Items from a point annotation set:
%%
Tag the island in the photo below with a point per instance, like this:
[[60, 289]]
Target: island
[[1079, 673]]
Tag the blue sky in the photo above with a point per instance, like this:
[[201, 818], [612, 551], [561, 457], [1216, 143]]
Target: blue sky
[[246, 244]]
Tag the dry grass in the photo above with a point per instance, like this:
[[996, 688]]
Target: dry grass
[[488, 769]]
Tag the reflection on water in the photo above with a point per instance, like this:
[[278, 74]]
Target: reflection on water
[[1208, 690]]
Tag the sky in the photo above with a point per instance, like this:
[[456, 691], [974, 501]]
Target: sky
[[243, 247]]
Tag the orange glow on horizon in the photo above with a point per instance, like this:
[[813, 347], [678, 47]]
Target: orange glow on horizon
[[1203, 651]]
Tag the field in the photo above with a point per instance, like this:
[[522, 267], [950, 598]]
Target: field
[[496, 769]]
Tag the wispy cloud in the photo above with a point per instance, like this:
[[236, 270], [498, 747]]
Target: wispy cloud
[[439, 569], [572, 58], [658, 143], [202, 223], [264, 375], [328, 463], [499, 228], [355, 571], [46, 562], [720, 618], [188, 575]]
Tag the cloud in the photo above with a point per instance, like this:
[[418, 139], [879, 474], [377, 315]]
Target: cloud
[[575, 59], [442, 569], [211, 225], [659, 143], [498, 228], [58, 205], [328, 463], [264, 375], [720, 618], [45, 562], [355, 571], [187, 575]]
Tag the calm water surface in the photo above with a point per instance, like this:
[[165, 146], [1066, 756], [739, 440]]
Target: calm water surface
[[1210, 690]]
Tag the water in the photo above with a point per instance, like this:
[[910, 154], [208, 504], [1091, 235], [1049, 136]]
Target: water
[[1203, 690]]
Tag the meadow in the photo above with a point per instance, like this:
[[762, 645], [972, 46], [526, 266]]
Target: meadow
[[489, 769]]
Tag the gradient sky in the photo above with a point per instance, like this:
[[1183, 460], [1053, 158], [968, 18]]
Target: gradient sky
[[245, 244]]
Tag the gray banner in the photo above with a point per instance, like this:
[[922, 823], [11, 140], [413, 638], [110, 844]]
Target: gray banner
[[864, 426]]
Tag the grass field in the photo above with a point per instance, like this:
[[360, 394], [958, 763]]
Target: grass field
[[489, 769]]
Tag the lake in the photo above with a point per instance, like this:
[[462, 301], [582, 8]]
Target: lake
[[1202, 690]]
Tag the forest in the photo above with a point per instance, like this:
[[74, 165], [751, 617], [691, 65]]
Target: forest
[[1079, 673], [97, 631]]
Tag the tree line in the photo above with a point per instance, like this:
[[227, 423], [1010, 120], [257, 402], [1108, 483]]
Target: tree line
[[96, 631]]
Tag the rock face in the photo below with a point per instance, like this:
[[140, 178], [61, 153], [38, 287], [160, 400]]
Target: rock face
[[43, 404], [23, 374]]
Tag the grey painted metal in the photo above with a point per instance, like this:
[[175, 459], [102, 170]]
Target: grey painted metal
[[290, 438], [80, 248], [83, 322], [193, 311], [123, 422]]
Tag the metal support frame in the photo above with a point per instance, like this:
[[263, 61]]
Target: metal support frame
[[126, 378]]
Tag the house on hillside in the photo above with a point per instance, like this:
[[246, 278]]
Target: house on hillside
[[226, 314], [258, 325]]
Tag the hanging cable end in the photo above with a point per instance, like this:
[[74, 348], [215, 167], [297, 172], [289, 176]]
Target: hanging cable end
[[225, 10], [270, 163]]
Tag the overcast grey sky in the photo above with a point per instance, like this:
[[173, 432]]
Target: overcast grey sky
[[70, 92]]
%%
SHORT TASK: Copy out every one of the items above, character for character.

SOLUTION:
Tag the island in the photo below with a point per instance, like this:
[[60, 289]]
Target: island
[[1079, 673]]
Tag the blue sky in the photo above with a point per instance, like this:
[[201, 818], [612, 551], [561, 457], [1216, 143]]
Target: blue sky
[[246, 244]]
Tag the dry grass in the photo above with a point per instance, like this:
[[996, 688]]
Target: dry grass
[[488, 769]]
Tag the reflection on water in the photo above with a point per instance, like this:
[[278, 74]]
Target: reflection on water
[[1208, 690]]
Tag the sky in the photo above with a point per instance, like this:
[[456, 691], [974, 501]]
Target: sky
[[243, 247]]
Tag the orange glow on horizon in the photo above with a point per instance, like this:
[[813, 347], [678, 47]]
Target: orange glow on horizon
[[1203, 651]]
Tag the field in the photo above with a point per instance, like this:
[[522, 267], [950, 598]]
Target: field
[[496, 769]]
Tag the wispy cloud in the photo above with a point per instance, like this:
[[236, 270], [498, 747]]
Target: wispy cloud
[[439, 569], [572, 58], [658, 143], [202, 223], [264, 375], [328, 463], [499, 228], [355, 571], [46, 562], [720, 618], [188, 575]]
Tag the cloud in the photo above with a point per instance, like this:
[[418, 139], [879, 474], [377, 315]]
Target: cloud
[[575, 59], [442, 569], [211, 225], [659, 143], [498, 228], [58, 205], [328, 463], [264, 375], [720, 618], [45, 562], [355, 571], [187, 575]]
Tag the calm water surface in the photo above with a point per instance, like this:
[[165, 146], [1066, 756], [739, 440]]
Target: calm water surface
[[1210, 690]]
Tag the water in the photo above with a point per instance, like this:
[[910, 154], [208, 504], [1091, 235], [1049, 136]]
Target: water
[[1203, 690]]
Tag the meadow in the photo above with a point per instance, like this:
[[762, 645], [972, 46], [526, 266]]
Target: meadow
[[489, 769]]
Tag the gradient sky in the photo above with a point per instance, like this:
[[1183, 460], [1053, 158], [968, 18]]
Target: gradient sky
[[245, 244]]
Tag the gray banner in the photo above with a point per instance, like this:
[[922, 823], [11, 140], [413, 638], [110, 844]]
Target: gray banner
[[864, 426]]
Tag the grass field in the photo above with a point per instance, like this:
[[360, 394], [958, 763]]
Target: grass field
[[489, 769]]
Tag the lake in the photo above with a point per instance, like this:
[[462, 301], [582, 8]]
Target: lake
[[1202, 690]]
Tag the forest in the photo above with a point per instance, like this:
[[74, 165], [751, 617], [691, 65]]
Target: forest
[[1079, 673], [97, 631]]
Tag the tree line in the photo above with a point per instance, like this:
[[227, 423], [1010, 120], [257, 402], [1108, 483]]
Target: tree line
[[96, 631]]
Tag the rock face in the photo below with a point per instance, like this:
[[140, 178], [61, 153], [38, 287], [160, 400]]
Target: rock face
[[43, 404], [23, 374]]
Tag the grey painted metal in the photo above with a point per instance, like this:
[[175, 459], [102, 170]]
Target: grey painted metal
[[290, 438], [80, 248], [83, 322], [193, 311], [123, 422]]
Tag the metal support frame in the photo above with a point per instance, like this:
[[263, 61]]
Target: metal support frame
[[126, 378]]
Tag the house on hillside in the photo above with a point per instance, like this:
[[246, 278]]
Target: house on hillside
[[226, 314], [258, 325]]
Tag the hanging cable end in the photo above with a point per instance, like this:
[[74, 348], [215, 167], [297, 172], [289, 176]]
Target: hanging cable end
[[225, 10], [270, 163]]
Tag the overcast grey sky in the photo above with a point per instance, like this:
[[173, 432]]
Target: overcast grey sky
[[70, 92]]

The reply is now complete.